──────── PROVIDED DATA
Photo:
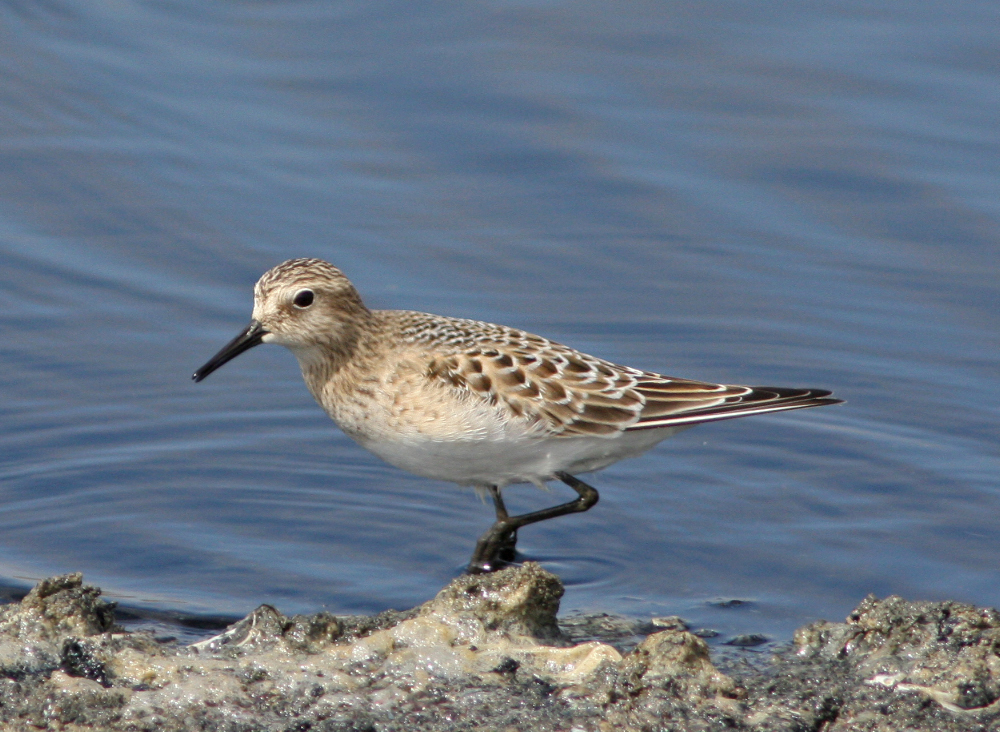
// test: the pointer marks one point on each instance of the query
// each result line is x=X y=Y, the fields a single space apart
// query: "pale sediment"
x=488 y=653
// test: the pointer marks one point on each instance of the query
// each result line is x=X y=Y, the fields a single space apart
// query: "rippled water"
x=725 y=191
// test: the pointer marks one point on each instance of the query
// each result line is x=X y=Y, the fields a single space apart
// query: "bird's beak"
x=243 y=342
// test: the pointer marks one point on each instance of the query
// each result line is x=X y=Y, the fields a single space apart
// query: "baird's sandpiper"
x=475 y=403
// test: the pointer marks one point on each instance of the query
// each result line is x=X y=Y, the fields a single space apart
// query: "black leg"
x=496 y=547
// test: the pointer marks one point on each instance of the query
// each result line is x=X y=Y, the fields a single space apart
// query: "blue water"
x=727 y=191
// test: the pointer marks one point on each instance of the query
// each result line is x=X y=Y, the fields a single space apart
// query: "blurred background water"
x=782 y=193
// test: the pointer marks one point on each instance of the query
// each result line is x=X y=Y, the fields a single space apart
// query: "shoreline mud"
x=490 y=652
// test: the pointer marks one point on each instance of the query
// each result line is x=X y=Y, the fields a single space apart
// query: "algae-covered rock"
x=488 y=652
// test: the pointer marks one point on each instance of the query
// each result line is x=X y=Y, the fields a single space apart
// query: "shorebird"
x=475 y=403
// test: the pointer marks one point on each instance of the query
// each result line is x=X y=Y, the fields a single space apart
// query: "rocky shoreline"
x=489 y=652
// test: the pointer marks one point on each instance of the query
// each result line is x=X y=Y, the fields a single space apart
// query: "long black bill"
x=243 y=342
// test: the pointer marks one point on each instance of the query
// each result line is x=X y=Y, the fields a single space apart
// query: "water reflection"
x=780 y=195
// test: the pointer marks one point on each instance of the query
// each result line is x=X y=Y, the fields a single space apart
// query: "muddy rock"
x=489 y=652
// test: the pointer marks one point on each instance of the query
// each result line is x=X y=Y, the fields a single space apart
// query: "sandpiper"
x=475 y=403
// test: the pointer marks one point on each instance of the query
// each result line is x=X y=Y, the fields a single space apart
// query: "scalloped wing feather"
x=563 y=392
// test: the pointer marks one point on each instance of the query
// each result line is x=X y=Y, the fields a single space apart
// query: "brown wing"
x=568 y=393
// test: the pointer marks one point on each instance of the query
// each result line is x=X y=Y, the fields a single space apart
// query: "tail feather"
x=759 y=400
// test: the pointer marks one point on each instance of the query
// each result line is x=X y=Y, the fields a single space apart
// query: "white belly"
x=502 y=461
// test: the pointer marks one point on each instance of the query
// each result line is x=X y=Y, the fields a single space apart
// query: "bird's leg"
x=496 y=547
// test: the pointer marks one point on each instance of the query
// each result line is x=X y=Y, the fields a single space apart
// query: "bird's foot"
x=496 y=549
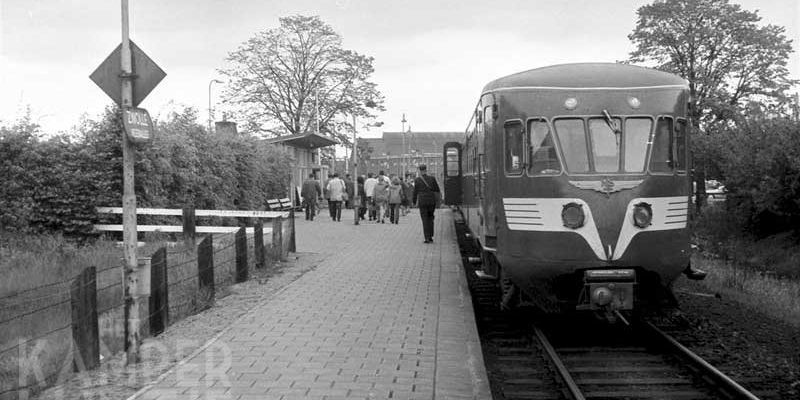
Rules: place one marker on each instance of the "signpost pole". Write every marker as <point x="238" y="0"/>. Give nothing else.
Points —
<point x="129" y="206"/>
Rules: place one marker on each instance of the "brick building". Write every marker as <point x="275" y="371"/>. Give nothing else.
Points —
<point x="394" y="153"/>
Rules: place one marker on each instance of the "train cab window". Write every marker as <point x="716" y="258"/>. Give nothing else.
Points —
<point x="605" y="144"/>
<point x="637" y="132"/>
<point x="680" y="145"/>
<point x="661" y="156"/>
<point x="572" y="138"/>
<point x="543" y="157"/>
<point x="514" y="142"/>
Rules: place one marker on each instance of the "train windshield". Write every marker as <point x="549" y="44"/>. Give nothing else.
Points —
<point x="661" y="159"/>
<point x="543" y="157"/>
<point x="601" y="149"/>
<point x="572" y="136"/>
<point x="605" y="144"/>
<point x="637" y="132"/>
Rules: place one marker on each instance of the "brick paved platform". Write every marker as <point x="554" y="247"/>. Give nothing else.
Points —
<point x="384" y="316"/>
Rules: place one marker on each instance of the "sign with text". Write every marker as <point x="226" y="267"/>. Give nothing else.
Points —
<point x="138" y="125"/>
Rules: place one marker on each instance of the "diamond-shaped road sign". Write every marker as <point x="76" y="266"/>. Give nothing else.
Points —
<point x="147" y="75"/>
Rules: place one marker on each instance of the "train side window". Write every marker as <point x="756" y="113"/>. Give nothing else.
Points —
────────────────
WORK TASK:
Your answer must be an exact repeat of all the records, minus the pictures.

PROBLEM SOLUTION:
Photo:
// test: the pointer marks one point on each instance of the query
// each result line is x=X y=Y, the fields a single space apart
// query: "pale sediment"
x=488 y=653
// test: the pointer marks one point on each instance of the query
// each result line is x=X y=Y, the fields a single space apart
// query: "rippled water"
x=725 y=191
// test: the pointer marks one point on each instance of the query
// each result line is x=X y=Y, the fields a single space apart
// query: "bird's beak"
x=243 y=342
// test: the pointer marks one point on each instance of the query
// each result line is x=X y=Y, the fields a single space apart
// query: "baird's sandpiper"
x=475 y=403
// test: the pointer marks one point on each instance of the query
// each result line is x=X y=Y, the fields a single space apart
// query: "black leg"
x=496 y=547
// test: the pointer marks one point on each instance of the query
// each result line is x=X y=Y, the fields a single space apart
// query: "blue water"
x=727 y=191
// test: the pointer marks one point on each instance of the query
// each result line is x=X y=Y, the fields a single space apart
// query: "blurred background water"
x=782 y=193
// test: the pointer marks one point on each instance of the query
// each result line is x=X y=Y, the fields a single space apart
// query: "shoreline mud"
x=490 y=652
// test: the pointer marks one point on each instance of the query
// each result line is x=X y=Y, the fields a single space apart
// query: "algae-covered rock"
x=488 y=652
// test: the pointer marks one point on each instance of the query
// each result line is x=X y=Y, the fields a single space apart
// query: "shorebird"
x=475 y=403
// test: the pointer marks one point on each instance of the query
// each result line is x=X y=Y, the fields a single space apart
// query: "rocky shoreline"
x=489 y=652
// test: the pointer marks one point on each instance of the query
// each result line is x=X y=Y, the fields a single space apart
// query: "long black bill"
x=243 y=342
// test: the pointer marks one point on each instance of the query
// each result line is x=X y=Y, the fields a single space apart
// query: "water reflection"
x=780 y=195
// test: the pointer marks one point on each instance of the query
// each result line is x=X y=Y, the fields a single space apart
// query: "muddy rock"
x=489 y=652
// test: the pointer marks one point on each instance of the query
// each result line is x=X y=Y, the fields a single space apart
// query: "sandpiper"
x=475 y=403
// test: the pointer marks one point on each instance of the query
// each result line is x=X y=Y, the fields a single space apart
// query: "scalloped wing feather"
x=563 y=392
// test: the pointer marks one point on each instance of the query
// each result line is x=X y=Y, the fields a single space apart
// query: "brown wing"
x=568 y=393
// test: the pointer marks one point on each instance of the query
// each result line is x=X y=Y, the fields a single space apart
// query: "tail feather"
x=759 y=400
// test: the pointer marks one point on each instance of the query
// each result line is x=X y=Y, the fields a single space apart
// query: "white belly"
x=502 y=461
// test: the pointer marks one point on each instance of the query
// each result line is x=X y=Y, the fields a single space apart
// query: "bird's leg"
x=496 y=547
// test: the pointer marks one point on each instance of the query
// each result line is x=X y=Y, the fields a single space apart
// query: "bird's foot"
x=496 y=549
Rules: place one marker on each instance of the "signpost pole". Write every marker as <point x="238" y="0"/>. Give nothing else.
Points —
<point x="129" y="206"/>
Rules: place one marker on each instance of the "brick building". Write every marker as <point x="275" y="371"/>. Give nothing else.
Points —
<point x="394" y="153"/>
Rules: place one marker on each instance of the "train cab window". Write every marker as <point x="716" y="258"/>. Give nothing else.
Points —
<point x="605" y="144"/>
<point x="637" y="132"/>
<point x="680" y="145"/>
<point x="661" y="156"/>
<point x="572" y="138"/>
<point x="543" y="157"/>
<point x="514" y="142"/>
Rules: place one marker on each instance of the "train windshield". Write every marker as <point x="549" y="44"/>. Give nothing else.
Points —
<point x="661" y="159"/>
<point x="543" y="157"/>
<point x="601" y="149"/>
<point x="572" y="136"/>
<point x="605" y="144"/>
<point x="637" y="132"/>
Rules: place one marker on each instance of the "brick paved platform". Write every marker as <point x="554" y="247"/>. Give nothing else.
Points —
<point x="384" y="316"/>
Rules: place one marker on each instance of the "sign with text". Write every marker as <point x="226" y="267"/>. Give nothing else.
Points —
<point x="138" y="125"/>
Rules: place one marker on each instance of the "diamond-shaped road sign". Write every marker as <point x="76" y="266"/>. Give nothing else.
Points —
<point x="147" y="75"/>
Rules: place one marker on each instance of the "train side window". Write every marker as <point x="756" y="113"/>. Give nothing else.
Points —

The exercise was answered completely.